Task to complete ▸ Copy the rows starting at the line containing "Where can you find the camera body?" and ending at the line containing "point(740, 190)", requests included. Shift every coordinate in the marked points up by 86, leaving the requests and their sample points as they are.

Supplied records ▸

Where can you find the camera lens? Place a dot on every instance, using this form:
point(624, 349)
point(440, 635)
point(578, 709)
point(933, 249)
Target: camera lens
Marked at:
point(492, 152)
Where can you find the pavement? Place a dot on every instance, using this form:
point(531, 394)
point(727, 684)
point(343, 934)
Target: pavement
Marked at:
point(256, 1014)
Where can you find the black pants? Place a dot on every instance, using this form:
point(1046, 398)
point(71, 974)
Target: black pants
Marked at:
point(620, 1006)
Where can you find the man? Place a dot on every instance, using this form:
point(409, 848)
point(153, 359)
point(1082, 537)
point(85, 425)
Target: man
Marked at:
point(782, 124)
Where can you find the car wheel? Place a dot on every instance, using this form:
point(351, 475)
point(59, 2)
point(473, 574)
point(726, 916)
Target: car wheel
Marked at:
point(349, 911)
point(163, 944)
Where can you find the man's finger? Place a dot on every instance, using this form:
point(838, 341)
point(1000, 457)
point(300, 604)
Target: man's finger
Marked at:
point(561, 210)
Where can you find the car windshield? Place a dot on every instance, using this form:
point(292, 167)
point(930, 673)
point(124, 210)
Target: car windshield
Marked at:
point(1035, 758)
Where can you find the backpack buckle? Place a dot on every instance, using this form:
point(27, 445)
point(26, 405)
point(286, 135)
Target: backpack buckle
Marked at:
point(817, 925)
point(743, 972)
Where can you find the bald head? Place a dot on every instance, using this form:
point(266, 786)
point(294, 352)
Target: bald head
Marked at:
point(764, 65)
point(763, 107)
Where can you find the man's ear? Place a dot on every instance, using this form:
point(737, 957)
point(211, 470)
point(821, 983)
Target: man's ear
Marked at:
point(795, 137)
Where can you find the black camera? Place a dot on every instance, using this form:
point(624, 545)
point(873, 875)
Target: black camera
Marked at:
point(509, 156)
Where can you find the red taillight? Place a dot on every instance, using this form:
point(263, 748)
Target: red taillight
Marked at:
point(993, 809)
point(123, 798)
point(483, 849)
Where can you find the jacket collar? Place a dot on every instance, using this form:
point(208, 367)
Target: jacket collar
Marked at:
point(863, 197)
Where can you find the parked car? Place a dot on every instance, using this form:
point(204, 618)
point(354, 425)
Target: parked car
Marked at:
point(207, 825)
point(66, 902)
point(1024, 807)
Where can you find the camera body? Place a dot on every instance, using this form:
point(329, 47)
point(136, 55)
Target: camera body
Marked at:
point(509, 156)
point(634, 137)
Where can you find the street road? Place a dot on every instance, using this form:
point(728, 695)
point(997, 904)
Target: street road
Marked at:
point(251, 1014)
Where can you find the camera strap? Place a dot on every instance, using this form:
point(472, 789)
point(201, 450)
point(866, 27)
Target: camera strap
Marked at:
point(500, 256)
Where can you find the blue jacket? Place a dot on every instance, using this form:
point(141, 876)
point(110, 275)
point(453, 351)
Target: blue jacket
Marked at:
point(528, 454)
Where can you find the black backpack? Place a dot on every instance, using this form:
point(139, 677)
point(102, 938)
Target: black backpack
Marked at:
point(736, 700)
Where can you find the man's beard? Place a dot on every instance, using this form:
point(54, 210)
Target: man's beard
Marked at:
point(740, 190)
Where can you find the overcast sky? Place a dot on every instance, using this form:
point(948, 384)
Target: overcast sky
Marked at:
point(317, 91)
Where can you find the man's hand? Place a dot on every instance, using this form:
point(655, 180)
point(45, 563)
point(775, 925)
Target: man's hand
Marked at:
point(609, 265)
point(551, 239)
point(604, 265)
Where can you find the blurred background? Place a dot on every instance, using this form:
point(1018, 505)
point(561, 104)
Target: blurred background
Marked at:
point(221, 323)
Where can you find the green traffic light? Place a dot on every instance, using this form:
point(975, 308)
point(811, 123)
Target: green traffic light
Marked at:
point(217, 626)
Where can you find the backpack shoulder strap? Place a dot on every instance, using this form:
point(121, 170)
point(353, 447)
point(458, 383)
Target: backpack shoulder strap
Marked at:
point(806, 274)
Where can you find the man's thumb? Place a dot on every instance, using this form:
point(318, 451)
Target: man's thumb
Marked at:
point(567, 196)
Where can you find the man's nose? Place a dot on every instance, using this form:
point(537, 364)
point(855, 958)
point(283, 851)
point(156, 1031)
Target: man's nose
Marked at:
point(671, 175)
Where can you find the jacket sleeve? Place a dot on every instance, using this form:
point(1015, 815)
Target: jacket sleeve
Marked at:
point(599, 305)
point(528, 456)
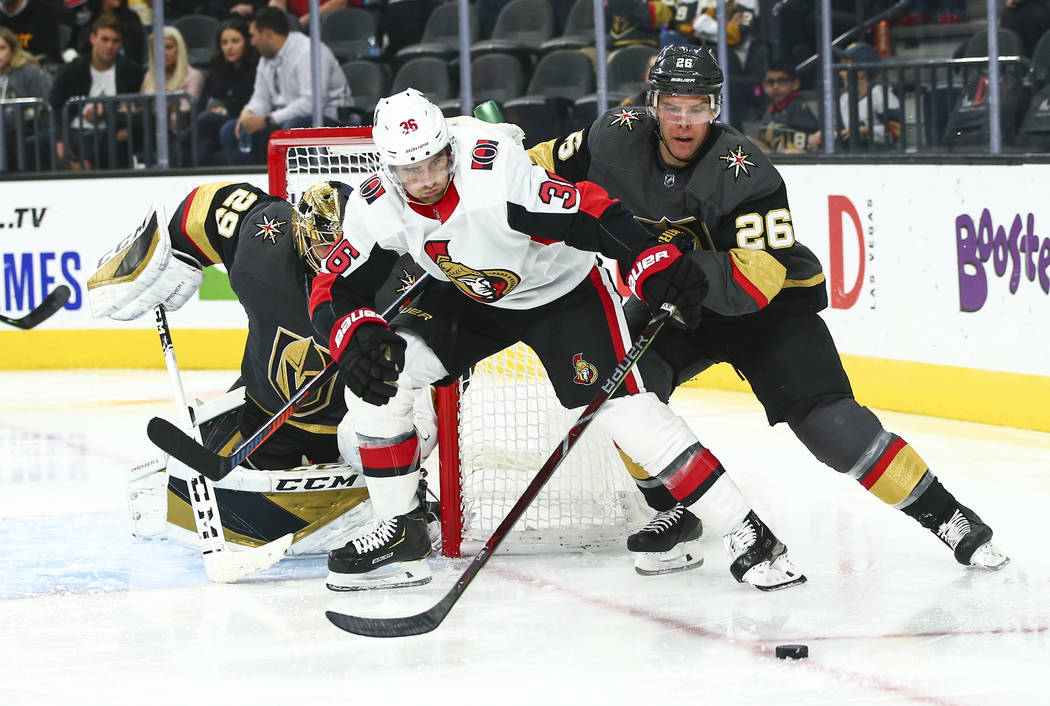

Task answer ▸
Where can you find the camera body? Place a dot on every instance, using this form:
point(329, 47)
point(136, 55)
Target: camera body
Marked at:
point(595, 242)
point(720, 223)
Where can you find the street road? Place a dot on every instance, using this form:
point(728, 695)
point(997, 904)
Target: street road
Marked at:
point(337, 1100)
Where can you find the camera strap? Place a dot on every instance, using this form:
point(472, 789)
point(201, 450)
point(866, 27)
Target: camera strap
Marked at:
point(586, 342)
Where can you find the blue jacket? Place a dot on every instance, using this form:
point(141, 876)
point(110, 275)
point(453, 351)
Target: blue jacket
Marked at:
point(614, 540)
Where can you find the black backpack? Place a dot on every instance, using this form:
point(139, 677)
point(102, 938)
Target: black backpack
Marked at:
point(822, 786)
Where can you find the man's beard? Place a dot on every instance, using this form:
point(54, 210)
Target: man's beard
Marked at:
point(826, 276)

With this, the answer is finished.